### Selected excerpt
How One Physician Rediscovered Her Passion Through Lifestyle Medicine
“I felt like I had been living under a rock. How did I not know this? How can I treat people with diabetes and not know the science of lifestyle medicine? I saw that you could become board certified and said ‘Ok, I have to do this.’ It became my purpose.”
– Mahima Gulati, MD, DipABLM, FACLM
Mahima Gulati, MD, DipABLM, FACLM, was at her lowest point when a chance encounter transformed how she approached medicine–and her own life.
It was 2017, and Dr. Gulati, a busy endocrinologist in Middletown, Conn., struggled to understand why she felt so unfulfilled. She had accomplished her childhood dream of becoming a doctor, earning her degree from a premier, ultracompetitive medical school in her native India, getting into a good residency program followed by an internship and fellowship. She was happily married with two beautiful young children.
So why so unsatisfied?
“As an endocrinologist, you often see the toughest patients,” Dr. Gulati said. “Many of them have had uncontrollable diabetes and years of suffering behind them before they come to you, often in the end stage of diabetes. You start them on insulin and, when they come back, their sugars are still not better, so you increase their insulin and on and on it goes.
“I believe our patients’ suffering affects us, and I knew deep down this was not the best that I could be doing. I was struggling to find meaning in my work then. I know now that I was burning out.”

### Work instruction
From the physician profile, list each stage of Dr. Gulati's medical training that it names. The material that comes after the physician profile has nothing to do with it.

### Given data

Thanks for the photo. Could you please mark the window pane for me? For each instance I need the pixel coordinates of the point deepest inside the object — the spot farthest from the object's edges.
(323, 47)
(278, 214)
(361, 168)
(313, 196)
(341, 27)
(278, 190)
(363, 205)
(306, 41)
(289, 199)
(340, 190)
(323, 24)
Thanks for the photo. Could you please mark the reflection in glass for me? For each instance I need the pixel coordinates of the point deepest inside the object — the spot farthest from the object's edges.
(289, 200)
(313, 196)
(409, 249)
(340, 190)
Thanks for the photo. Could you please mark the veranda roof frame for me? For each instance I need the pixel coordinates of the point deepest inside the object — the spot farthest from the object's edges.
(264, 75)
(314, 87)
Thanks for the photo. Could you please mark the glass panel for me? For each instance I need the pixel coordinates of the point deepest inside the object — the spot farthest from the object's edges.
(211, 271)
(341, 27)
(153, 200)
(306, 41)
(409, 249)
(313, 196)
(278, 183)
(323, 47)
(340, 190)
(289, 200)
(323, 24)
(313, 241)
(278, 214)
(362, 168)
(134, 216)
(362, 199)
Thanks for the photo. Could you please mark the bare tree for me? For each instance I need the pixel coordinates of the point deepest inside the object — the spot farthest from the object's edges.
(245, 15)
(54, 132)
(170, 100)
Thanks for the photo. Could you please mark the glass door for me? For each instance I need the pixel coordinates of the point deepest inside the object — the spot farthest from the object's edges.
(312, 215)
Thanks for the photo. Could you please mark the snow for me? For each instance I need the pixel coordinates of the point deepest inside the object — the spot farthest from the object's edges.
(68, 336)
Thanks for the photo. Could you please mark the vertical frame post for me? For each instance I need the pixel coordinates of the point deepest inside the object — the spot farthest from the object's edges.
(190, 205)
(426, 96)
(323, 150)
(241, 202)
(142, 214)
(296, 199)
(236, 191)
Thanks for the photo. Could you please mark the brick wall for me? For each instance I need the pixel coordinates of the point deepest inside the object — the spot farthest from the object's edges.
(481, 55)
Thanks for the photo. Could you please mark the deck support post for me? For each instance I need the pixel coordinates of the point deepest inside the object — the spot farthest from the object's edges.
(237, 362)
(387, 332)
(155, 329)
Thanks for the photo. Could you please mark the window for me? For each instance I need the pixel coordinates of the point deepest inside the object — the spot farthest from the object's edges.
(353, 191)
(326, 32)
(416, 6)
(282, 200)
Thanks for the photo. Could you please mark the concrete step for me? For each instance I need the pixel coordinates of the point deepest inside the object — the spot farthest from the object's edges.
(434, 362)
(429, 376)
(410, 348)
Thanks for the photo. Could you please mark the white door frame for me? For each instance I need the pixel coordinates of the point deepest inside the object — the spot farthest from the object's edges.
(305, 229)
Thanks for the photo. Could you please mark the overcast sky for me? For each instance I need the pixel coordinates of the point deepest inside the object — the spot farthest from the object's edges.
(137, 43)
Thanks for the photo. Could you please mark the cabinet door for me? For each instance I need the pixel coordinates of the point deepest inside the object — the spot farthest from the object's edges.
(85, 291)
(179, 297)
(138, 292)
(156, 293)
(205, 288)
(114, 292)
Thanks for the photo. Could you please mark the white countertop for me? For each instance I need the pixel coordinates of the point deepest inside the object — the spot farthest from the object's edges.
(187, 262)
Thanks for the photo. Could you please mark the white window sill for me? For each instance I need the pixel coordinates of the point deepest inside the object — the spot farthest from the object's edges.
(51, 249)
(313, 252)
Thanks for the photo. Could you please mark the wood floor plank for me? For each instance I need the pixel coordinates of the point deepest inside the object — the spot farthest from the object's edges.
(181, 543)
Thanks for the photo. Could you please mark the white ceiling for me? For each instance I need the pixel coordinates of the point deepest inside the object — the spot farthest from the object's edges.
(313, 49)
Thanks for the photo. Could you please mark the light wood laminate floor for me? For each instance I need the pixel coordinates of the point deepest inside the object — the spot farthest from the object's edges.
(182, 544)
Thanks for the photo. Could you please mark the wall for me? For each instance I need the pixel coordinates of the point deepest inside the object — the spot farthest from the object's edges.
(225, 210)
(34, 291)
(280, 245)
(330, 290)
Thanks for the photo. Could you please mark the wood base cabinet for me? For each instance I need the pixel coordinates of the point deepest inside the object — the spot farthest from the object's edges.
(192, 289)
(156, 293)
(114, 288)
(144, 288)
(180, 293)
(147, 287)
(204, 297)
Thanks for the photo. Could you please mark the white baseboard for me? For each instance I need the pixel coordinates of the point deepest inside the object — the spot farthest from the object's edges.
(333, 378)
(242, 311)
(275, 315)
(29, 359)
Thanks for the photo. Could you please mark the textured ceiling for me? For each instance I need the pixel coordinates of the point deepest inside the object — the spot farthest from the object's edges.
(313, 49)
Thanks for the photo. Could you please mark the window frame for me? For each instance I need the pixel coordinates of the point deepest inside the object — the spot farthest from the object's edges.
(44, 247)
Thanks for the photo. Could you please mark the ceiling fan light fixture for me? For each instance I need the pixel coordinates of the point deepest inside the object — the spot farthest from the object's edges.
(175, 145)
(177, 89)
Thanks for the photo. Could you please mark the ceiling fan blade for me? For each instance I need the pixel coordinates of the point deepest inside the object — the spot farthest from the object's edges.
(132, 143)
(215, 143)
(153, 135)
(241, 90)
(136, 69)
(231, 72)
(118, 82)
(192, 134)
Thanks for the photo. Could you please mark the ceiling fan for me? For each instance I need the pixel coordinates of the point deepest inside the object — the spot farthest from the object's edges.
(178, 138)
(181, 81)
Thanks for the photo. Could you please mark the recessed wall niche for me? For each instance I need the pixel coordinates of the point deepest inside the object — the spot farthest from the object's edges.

### Result of this exercise
- Earning her degree from a medical school in India
- A residency program
- An internship
- A fellowship